Start of EXCERPTED TEXT
From the politically toxic Lillian Gish

Film

Friend-of-artsmeme Mike Kaplan shares an image of a movie poster personally autographed by Lillian Gish.

Kaplan produced THE WHALES OF AUGUST (1987), which starred the then-elderly but still luminous Gish, in marvelous scenes that convey her screen magic with Bette Davis, who also stars in the film. Featured here is a Gish movie from another era: King Vidor’s LA BOHEME (1926). The message in her writing reveals her sweet nature.

I believe that even if Gish was a racist — she wasn’t — her family name must be restored to the Gish Film Theater at Bowling Green State University, with a public apology for besmirching not just an artist, but a donor. I know those are fighting words, but the notion that an individual’s personally or publicly held political views, if in disagreement with prevailing sentiment, must be banished or erased from history or public record, rides a dangerous, slippery slope. It’s not just what they did; it is the way they did it. The university’s trustees voted 7 to 0 to remove the Gish name from its screening theater on May 3, responding to a protest from the school’s black student’s league, with no consultation with even the theater’s honorary board. (Ostensibly the theater was also named in honor of Dorothy Gish; was she too deemed politically reprehensible?)
End of EXCERPTED TEXT
WHAT YOU HAVE TO DO: Continue the commentary on Lillian Gish and the Bowling Green theater name from the point where it stops.
Start of DATA
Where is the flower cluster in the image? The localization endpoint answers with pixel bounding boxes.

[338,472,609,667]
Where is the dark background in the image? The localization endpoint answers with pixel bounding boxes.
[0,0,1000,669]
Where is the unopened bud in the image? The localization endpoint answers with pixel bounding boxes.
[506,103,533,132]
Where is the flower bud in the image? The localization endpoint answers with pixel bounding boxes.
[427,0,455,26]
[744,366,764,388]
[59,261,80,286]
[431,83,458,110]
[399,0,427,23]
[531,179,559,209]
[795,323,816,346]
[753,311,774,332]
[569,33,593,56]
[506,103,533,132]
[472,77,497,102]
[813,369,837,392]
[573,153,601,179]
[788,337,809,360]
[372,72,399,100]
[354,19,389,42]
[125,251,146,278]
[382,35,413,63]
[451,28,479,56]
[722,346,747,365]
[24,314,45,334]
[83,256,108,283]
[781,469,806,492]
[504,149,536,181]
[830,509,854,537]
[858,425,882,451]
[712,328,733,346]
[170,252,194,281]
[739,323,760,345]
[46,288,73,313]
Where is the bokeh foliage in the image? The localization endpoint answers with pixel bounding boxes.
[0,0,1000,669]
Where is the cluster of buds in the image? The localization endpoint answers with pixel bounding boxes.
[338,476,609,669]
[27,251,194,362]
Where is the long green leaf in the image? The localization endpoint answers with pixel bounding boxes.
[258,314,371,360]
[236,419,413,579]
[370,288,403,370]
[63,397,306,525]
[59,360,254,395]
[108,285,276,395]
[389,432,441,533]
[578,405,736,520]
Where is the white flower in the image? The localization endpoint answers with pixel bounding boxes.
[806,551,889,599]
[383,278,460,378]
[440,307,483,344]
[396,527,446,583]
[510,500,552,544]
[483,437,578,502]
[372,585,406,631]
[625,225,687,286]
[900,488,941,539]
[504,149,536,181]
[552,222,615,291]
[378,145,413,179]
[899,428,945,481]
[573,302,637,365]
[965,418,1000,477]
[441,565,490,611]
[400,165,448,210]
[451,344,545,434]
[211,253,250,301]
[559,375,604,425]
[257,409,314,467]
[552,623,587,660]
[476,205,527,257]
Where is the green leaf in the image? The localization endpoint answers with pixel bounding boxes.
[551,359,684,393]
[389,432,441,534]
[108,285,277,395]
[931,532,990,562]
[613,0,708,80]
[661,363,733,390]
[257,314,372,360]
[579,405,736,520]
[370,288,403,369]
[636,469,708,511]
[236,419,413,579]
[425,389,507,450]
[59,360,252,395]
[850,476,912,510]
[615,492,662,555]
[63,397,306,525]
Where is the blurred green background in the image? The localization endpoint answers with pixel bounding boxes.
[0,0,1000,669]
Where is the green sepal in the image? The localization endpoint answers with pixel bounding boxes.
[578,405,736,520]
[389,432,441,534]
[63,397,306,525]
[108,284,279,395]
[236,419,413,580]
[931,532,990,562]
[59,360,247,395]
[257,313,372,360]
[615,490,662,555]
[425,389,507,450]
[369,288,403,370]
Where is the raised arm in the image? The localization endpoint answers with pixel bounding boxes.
End of DATA
RESPONSE TO THE EXERCISE:
It’s insane. A movie is “make believe.” Gish was “acting.” She was “doing her job.” A job she completed in 100 additional movies. I recommend that Bowling Green follow the advice of Dorothy & Lillian Gish Prize awardee, Spike Lee, and “Do the Right Thing.”

Apologize and undo, as you got this one wrong.

This unbelievable statement from the university president Rodney Rogers:

All Bowling Green State University statements on the controversy here. Teaching moment, President Rogers!

Not a footnote, a statement: I do understand the black students’ anguish over THE BIRTH OF A NATION.